* [PROBLEM DETAILS]:
Would you please copy every line from the records that contains the word "vegetation"?
Top of DATASET RECORDS
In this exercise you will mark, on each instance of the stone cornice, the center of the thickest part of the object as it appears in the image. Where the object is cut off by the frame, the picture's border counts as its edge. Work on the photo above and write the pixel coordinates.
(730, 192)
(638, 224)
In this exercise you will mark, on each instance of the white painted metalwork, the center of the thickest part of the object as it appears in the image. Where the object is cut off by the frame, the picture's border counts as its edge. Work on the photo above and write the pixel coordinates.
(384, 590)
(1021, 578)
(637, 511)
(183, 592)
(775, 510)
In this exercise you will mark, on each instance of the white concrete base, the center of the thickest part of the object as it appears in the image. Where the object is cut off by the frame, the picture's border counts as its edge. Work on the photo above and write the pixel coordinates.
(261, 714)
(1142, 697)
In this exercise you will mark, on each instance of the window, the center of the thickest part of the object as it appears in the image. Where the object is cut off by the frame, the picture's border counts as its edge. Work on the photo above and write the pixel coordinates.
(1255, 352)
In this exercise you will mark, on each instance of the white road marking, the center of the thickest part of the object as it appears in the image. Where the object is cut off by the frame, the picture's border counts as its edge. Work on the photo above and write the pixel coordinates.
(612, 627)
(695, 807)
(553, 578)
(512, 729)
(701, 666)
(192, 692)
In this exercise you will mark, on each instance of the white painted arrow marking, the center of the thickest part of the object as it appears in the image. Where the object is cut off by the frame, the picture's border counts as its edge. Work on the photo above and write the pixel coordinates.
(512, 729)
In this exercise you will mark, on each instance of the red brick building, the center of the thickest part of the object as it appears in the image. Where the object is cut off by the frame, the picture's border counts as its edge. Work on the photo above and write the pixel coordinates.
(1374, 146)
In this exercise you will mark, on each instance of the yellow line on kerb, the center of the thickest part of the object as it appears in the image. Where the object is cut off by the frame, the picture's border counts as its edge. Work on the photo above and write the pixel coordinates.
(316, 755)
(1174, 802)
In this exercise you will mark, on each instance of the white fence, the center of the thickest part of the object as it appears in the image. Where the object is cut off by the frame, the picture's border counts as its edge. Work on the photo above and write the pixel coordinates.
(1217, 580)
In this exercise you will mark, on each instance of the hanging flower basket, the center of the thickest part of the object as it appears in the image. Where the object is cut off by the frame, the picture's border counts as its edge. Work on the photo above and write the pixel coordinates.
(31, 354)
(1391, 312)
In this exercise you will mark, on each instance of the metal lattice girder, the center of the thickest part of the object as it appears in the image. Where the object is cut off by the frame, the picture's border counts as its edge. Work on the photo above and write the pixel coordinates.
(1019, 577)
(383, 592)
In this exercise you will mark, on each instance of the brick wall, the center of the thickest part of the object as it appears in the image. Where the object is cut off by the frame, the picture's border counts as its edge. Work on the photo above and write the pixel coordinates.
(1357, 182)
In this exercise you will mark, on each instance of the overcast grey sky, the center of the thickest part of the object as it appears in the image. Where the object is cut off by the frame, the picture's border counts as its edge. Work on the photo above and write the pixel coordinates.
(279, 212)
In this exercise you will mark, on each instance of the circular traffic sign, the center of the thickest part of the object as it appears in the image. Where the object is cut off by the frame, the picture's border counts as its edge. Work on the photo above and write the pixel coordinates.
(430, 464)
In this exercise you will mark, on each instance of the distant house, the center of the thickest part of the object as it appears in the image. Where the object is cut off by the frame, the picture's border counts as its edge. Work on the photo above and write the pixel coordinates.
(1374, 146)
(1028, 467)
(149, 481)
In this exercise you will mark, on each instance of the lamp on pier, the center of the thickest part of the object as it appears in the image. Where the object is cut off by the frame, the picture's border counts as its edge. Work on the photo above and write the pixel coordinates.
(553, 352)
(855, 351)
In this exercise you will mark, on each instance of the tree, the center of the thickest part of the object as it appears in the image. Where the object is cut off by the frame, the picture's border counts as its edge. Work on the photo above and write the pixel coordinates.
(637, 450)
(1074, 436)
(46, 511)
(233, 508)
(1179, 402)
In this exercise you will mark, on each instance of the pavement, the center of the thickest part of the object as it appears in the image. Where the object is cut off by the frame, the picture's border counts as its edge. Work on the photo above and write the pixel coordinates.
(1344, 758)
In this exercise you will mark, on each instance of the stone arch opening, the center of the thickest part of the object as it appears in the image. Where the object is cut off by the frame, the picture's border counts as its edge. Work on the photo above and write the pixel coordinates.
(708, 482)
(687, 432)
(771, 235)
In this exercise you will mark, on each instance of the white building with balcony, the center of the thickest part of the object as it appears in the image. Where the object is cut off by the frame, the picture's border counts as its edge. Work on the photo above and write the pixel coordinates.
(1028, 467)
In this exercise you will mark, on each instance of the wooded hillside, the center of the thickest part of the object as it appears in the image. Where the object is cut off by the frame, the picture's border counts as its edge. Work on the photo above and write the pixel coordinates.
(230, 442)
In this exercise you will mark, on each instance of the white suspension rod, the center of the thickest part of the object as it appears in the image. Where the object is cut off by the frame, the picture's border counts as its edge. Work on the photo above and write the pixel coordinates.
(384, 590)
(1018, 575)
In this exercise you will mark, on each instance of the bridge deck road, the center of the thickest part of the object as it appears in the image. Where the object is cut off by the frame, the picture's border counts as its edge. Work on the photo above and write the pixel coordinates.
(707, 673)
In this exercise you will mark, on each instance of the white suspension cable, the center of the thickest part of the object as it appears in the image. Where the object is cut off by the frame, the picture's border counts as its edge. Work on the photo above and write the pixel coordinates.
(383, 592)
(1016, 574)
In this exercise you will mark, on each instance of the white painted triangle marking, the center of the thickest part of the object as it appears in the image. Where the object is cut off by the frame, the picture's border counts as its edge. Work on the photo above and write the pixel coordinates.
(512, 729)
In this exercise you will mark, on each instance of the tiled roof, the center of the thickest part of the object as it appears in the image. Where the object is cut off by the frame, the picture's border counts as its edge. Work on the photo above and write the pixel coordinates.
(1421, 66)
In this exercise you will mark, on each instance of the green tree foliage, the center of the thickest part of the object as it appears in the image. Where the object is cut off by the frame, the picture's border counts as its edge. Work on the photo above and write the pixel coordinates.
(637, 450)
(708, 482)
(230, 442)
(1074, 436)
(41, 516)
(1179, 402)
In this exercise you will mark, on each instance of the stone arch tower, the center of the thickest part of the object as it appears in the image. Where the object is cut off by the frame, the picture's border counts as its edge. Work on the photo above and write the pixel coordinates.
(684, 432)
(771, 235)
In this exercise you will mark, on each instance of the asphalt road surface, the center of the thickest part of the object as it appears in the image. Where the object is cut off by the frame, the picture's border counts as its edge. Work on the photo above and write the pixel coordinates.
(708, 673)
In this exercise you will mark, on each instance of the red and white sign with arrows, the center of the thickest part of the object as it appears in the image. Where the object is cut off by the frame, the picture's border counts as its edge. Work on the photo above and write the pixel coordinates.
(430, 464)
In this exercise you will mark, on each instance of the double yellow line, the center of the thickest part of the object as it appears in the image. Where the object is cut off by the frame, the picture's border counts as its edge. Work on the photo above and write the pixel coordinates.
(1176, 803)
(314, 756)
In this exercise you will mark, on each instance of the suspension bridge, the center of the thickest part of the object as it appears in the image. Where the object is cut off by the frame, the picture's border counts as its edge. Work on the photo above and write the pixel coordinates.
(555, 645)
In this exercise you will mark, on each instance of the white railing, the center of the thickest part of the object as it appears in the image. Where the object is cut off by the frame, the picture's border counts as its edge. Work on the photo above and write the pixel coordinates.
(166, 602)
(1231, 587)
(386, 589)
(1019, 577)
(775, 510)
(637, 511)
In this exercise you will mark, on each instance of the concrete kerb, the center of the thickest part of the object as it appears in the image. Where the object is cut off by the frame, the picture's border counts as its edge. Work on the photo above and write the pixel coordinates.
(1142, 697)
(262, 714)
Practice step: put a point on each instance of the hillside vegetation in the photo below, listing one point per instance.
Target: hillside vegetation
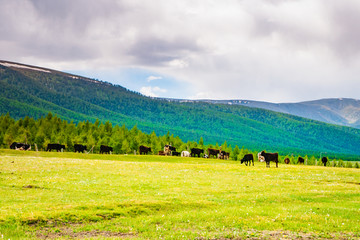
Bottom of DATASET RECORDS
* [SOLUTION TO THIS EXERCISE]:
Practice step: put a point on each instance of the hillside vegetation in the photo below, listing one point per instance.
Target: hillside vegetation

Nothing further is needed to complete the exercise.